◆ **WORK TO COMPLETE**
A: Print, word for word, the passage of the article on the AstraZeneca and Daiichi agreement starting at "Why It Matters" and ending at "at $78.55 on Friday.".
B: List every dollar amount that appears in the article on the AstraZeneca and Daiichi agreement.

◆ **TEXT EXCERPT**
The two companies have entered into a global development and commercialization agreement for Daiichi's antibody drug conjugate (ADC) DS-1062, a potential new medicine for the treatment of multiple tumor types, AstraZeneca noted.
DS-1062 is a type of drug that attaches powerful cell toxins to antibodies that link themselves to cancer cells but spare non-cancerous cells, which are otherwise damaged in chemotherapy sessions, according to Reuters.
The United Kingdom-based company said it would pay $6 billion in staged payments to Daiichi, with $1 billion to be paid upfront for the drug.
Both companies are said to be working on the development and commercialization of the ADC jointly all over the world, except in Japan, where AstraZeneca said Daiichi would maintain exclusive rights.
This is the second such collaboration by the two companies. In March 2019, they agreed to jointly develop and commercialize Enhertu, a HER2-directed ADC, on a global basis, except in Japan.
Why It Matters
The two companies are also reportedly cooperating on the supply of AstraZeneca’s coronavirus vaccine in Japan. The British company recently released data detailing the positive efficacy of its chimpanzee-adenovirus-vectored COVID-19 vaccine, developed in collaboration with Oxford University.
AstraZeneca shares traded 0.7% higher at $56.21 in the pre-market session on Monday. Daiichi OTC shares closed 0.5% higher at $78.55 on Friday.

◆ **MATERIAL SUPPLIED**
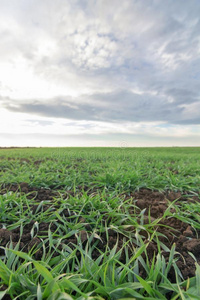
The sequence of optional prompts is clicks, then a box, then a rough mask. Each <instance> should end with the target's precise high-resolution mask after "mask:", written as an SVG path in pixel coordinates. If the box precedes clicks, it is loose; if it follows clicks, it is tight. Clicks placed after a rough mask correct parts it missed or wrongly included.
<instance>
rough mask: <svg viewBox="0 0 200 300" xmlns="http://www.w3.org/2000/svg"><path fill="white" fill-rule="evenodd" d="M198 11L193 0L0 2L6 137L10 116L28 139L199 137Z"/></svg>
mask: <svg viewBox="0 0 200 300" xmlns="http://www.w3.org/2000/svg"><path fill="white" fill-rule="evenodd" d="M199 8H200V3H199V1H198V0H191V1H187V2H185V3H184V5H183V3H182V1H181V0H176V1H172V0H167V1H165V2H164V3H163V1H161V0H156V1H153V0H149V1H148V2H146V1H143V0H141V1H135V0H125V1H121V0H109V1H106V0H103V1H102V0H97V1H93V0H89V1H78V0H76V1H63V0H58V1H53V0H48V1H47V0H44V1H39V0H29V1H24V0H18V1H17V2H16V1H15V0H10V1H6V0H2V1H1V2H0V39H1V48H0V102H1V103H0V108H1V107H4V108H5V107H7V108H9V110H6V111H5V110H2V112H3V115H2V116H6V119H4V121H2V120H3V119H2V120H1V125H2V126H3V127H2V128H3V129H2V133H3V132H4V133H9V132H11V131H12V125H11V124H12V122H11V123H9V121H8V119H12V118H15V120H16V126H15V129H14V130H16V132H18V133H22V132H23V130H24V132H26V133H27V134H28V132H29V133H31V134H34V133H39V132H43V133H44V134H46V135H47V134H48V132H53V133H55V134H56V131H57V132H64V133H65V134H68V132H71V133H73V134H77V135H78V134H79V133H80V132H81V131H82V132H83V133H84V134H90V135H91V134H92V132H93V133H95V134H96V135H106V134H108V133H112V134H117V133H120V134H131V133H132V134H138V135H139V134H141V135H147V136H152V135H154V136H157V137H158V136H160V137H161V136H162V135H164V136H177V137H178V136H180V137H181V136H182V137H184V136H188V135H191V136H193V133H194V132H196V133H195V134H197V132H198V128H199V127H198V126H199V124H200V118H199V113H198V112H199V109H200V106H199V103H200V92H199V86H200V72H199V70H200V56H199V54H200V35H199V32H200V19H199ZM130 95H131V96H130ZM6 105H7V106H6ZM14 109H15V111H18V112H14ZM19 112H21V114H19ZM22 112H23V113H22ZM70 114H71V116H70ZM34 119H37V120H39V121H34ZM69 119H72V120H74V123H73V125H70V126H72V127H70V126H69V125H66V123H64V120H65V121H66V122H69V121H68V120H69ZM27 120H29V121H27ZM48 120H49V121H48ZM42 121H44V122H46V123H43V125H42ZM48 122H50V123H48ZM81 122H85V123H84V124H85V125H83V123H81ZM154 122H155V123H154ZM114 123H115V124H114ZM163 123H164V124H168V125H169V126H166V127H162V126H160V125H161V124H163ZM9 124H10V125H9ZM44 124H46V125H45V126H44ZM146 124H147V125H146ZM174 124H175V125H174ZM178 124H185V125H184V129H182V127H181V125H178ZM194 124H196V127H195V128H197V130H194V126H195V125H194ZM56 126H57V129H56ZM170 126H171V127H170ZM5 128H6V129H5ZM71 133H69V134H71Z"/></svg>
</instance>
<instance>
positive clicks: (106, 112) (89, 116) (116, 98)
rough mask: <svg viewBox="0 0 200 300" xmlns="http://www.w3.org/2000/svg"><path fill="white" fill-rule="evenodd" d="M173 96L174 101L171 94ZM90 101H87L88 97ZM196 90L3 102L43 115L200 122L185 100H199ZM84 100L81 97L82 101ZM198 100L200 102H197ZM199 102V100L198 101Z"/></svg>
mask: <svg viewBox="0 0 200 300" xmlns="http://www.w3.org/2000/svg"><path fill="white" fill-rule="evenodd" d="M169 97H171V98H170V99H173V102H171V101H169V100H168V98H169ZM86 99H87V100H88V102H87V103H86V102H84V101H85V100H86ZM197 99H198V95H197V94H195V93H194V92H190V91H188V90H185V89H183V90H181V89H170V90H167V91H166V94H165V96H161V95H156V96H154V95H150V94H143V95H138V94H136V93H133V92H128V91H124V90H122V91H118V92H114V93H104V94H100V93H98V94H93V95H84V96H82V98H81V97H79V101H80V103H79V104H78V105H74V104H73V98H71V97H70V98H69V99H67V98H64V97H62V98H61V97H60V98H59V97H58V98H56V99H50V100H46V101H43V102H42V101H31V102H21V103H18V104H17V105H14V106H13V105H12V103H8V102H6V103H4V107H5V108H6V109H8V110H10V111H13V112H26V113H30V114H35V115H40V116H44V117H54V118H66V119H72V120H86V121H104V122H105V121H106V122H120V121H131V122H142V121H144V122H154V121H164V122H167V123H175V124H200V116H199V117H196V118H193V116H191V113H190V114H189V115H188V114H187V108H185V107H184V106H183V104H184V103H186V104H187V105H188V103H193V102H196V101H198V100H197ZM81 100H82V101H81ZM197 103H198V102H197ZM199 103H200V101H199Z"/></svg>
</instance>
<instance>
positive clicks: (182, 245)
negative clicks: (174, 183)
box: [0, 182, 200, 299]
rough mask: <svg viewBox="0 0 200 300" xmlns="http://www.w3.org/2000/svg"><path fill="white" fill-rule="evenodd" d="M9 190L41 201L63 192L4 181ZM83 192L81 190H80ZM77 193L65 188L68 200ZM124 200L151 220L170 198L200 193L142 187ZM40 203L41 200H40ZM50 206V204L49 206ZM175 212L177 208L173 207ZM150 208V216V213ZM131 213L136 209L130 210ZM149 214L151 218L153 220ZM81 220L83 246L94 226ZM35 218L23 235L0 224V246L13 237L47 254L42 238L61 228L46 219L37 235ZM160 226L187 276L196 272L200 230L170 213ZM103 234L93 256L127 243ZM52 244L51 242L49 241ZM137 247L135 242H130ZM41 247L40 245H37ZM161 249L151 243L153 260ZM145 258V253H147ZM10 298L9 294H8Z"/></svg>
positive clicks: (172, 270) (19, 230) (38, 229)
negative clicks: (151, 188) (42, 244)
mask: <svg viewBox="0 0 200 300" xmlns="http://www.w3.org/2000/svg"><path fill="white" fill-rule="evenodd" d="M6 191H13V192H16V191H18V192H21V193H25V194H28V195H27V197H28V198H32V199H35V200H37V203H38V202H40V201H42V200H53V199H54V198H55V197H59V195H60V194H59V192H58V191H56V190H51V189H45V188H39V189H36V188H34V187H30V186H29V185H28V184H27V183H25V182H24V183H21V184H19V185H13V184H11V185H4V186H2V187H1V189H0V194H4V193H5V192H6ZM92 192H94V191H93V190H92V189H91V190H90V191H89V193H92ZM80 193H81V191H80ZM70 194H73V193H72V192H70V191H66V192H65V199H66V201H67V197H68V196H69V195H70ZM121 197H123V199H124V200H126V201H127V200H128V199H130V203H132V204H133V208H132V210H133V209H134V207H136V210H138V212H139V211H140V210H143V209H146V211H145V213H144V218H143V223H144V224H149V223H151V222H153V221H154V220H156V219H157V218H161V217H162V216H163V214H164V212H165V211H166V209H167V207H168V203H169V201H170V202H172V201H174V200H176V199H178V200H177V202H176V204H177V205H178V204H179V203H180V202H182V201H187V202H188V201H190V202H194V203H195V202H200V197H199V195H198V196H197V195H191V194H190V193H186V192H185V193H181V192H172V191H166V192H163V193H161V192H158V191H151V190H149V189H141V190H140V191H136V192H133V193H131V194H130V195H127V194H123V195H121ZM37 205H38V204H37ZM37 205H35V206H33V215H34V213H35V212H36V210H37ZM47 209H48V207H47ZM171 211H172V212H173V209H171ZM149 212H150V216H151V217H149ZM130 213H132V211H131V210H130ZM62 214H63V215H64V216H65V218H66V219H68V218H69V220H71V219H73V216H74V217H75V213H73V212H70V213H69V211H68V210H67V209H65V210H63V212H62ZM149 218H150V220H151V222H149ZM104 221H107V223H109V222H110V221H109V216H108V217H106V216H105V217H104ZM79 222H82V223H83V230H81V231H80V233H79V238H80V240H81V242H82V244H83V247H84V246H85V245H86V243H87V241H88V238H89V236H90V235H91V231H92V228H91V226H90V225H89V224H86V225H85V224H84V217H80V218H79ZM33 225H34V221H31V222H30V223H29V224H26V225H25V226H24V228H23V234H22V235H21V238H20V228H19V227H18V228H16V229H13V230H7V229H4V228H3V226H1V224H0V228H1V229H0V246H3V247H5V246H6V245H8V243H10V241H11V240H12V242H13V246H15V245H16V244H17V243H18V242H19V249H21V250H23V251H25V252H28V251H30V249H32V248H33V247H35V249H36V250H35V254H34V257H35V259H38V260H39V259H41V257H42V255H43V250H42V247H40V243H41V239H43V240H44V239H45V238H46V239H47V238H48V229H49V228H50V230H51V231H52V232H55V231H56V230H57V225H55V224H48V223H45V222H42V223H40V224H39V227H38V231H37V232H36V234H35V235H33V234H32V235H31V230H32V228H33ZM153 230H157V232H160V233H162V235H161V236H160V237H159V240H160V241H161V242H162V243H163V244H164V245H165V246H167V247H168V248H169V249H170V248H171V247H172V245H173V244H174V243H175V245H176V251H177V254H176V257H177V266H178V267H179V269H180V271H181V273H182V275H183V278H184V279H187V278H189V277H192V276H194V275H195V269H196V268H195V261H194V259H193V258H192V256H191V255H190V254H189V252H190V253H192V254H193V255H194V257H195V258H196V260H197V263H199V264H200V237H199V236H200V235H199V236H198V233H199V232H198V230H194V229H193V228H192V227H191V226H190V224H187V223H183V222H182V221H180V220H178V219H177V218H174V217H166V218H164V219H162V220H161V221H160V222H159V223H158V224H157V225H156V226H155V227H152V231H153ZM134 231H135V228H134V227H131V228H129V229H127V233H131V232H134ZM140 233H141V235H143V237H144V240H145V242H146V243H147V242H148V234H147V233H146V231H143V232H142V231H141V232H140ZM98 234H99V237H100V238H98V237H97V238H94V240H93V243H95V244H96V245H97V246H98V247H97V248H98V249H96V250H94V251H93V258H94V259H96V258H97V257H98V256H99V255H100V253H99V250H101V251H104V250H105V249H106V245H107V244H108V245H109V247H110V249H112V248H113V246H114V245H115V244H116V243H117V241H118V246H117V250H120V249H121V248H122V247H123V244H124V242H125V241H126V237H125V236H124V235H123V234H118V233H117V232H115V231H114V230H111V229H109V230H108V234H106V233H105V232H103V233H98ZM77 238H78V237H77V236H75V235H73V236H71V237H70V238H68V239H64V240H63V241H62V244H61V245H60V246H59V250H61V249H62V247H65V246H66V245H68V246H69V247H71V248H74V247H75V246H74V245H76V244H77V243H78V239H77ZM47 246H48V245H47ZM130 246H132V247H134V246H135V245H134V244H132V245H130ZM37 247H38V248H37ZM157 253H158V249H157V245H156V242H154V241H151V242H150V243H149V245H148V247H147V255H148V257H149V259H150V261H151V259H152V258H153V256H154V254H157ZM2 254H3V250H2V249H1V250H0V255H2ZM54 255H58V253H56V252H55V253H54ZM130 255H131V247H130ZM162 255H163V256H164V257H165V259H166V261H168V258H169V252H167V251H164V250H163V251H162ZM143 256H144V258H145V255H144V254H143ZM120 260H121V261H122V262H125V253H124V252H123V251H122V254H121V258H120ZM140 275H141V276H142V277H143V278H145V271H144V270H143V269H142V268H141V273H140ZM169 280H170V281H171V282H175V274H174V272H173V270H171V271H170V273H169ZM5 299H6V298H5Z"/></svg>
* * *
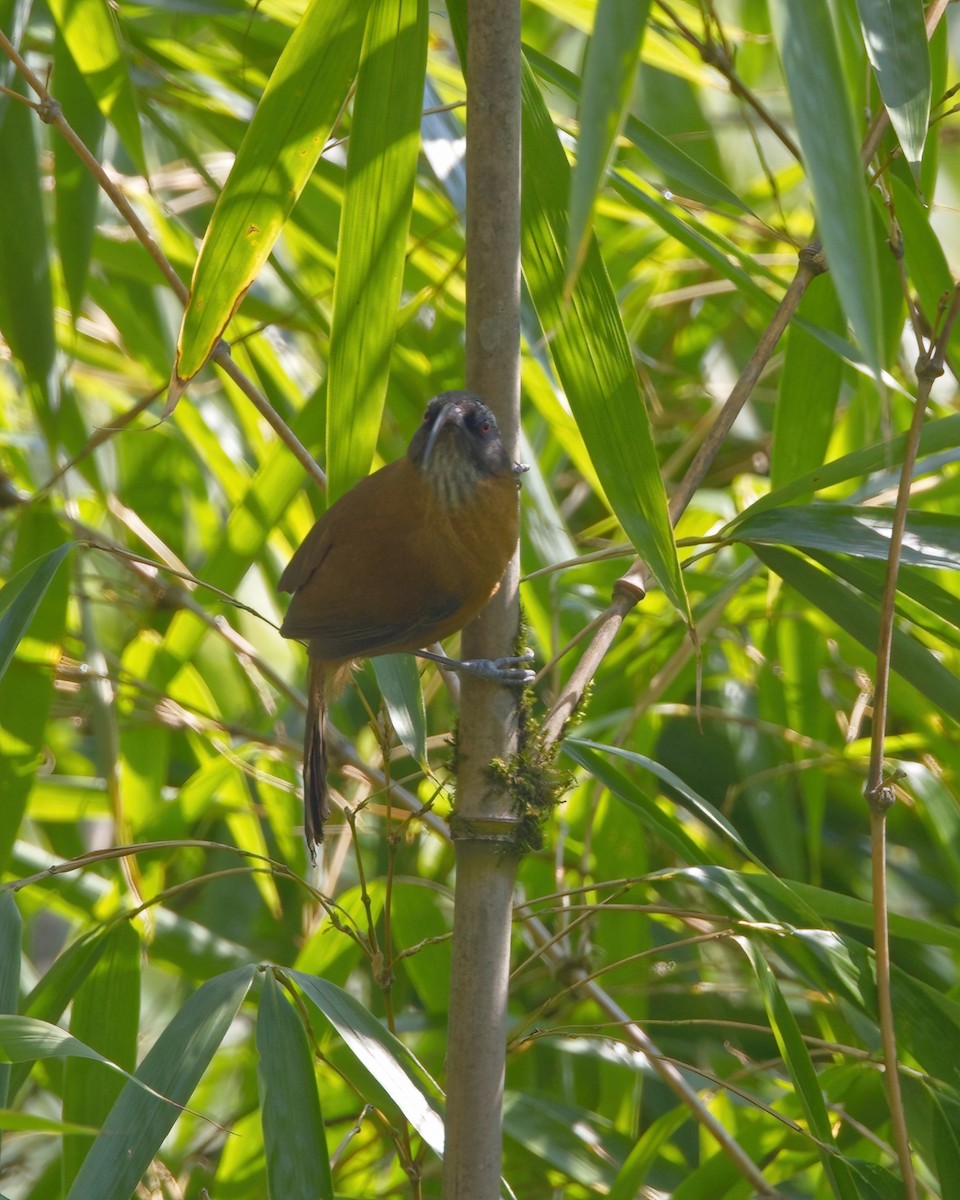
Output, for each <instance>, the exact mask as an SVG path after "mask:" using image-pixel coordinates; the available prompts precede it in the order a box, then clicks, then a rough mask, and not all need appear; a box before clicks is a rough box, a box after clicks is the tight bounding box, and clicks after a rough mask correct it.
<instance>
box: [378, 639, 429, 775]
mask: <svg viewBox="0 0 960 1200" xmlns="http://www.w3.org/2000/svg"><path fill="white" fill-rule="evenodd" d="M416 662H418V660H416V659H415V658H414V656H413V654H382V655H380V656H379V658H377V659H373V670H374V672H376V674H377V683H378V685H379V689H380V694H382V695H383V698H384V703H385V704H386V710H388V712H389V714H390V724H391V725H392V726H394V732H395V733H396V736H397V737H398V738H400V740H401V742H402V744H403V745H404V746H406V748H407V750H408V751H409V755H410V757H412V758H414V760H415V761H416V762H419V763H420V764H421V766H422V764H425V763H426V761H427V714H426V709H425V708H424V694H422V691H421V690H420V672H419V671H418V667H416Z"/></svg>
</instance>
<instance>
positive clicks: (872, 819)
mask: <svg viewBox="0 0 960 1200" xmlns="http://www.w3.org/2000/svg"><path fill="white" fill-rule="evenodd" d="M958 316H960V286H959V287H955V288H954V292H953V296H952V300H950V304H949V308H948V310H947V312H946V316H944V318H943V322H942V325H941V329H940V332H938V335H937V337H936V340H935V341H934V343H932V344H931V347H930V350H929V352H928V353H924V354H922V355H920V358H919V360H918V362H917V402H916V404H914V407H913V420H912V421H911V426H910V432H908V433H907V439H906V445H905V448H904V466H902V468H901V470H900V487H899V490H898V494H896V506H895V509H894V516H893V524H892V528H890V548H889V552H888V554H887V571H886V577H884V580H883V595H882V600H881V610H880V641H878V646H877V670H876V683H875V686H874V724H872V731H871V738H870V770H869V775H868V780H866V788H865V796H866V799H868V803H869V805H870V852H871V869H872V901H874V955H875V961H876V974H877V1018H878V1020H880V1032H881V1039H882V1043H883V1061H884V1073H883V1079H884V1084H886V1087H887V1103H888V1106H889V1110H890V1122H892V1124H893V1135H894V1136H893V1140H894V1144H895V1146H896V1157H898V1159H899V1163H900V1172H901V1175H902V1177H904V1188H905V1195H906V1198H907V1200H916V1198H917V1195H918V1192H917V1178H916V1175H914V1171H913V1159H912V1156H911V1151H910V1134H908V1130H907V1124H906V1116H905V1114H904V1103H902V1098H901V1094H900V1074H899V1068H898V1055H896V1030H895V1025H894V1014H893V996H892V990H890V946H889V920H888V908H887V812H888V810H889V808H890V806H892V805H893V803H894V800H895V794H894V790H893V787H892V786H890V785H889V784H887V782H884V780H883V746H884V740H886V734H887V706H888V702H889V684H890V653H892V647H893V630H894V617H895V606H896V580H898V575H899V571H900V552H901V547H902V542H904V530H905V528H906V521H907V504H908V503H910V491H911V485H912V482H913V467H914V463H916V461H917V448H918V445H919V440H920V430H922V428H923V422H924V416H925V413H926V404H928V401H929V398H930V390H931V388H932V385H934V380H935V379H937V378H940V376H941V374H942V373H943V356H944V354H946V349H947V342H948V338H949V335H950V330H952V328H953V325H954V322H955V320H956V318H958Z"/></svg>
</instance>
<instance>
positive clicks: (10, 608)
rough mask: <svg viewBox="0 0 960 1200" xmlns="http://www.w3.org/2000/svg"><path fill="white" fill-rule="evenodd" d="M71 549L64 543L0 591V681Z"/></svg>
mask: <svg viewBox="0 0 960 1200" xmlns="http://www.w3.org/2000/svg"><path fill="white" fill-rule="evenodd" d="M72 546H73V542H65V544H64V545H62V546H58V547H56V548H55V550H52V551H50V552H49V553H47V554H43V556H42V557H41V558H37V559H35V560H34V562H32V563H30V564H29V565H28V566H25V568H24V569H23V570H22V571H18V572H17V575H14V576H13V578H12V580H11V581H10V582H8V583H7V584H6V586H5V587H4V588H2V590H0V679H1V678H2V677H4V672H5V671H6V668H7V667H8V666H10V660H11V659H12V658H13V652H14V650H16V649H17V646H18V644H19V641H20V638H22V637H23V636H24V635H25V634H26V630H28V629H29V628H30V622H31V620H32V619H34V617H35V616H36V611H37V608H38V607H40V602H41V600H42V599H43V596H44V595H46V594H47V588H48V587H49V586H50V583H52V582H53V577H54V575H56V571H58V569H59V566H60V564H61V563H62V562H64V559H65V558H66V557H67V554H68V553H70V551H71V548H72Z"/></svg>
...
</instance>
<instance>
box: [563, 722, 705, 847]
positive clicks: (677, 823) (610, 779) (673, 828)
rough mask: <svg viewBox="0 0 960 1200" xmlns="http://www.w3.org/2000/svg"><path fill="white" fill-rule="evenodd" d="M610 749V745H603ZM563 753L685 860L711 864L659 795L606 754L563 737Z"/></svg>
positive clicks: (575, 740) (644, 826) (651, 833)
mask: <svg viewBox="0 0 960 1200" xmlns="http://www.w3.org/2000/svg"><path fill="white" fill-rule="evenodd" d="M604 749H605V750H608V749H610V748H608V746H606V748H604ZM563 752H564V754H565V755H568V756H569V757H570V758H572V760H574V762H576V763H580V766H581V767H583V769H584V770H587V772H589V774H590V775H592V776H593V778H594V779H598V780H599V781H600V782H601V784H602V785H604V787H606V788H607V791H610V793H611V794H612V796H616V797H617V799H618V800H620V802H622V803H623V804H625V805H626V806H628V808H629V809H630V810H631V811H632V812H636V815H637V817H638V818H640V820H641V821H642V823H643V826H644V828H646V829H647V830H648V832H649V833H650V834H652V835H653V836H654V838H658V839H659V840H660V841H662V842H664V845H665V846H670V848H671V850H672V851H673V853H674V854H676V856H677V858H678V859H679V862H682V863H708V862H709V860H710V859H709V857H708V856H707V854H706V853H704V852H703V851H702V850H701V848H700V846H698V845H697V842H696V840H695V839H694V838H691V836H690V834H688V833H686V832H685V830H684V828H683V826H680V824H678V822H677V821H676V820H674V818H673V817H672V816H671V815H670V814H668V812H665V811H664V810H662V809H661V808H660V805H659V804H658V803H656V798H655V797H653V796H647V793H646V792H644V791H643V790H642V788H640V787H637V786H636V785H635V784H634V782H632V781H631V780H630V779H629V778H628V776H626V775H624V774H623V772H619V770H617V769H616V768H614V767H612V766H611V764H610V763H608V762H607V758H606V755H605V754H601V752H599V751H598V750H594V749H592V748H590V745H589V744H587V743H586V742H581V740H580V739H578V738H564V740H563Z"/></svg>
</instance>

◆ **ANSWER LIST**
A:
Why It Matters
The two companies are also reportedly cooperating on the supply of AstraZeneca’s coronavirus vaccine in Japan. The British company recently released data detailing the positive efficacy of its chimpanzee-adenovirus-vectored COVID-19 vaccine, developed in collaboration with Oxford University.
AstraZeneca shares traded 0.7% higher at $56.21 in the pre-market session on Monday. Daiichi OTC shares closed 0.5% higher at $78.55 on Friday.

B:
$6 billion
$1 billion
$56.21
$78.55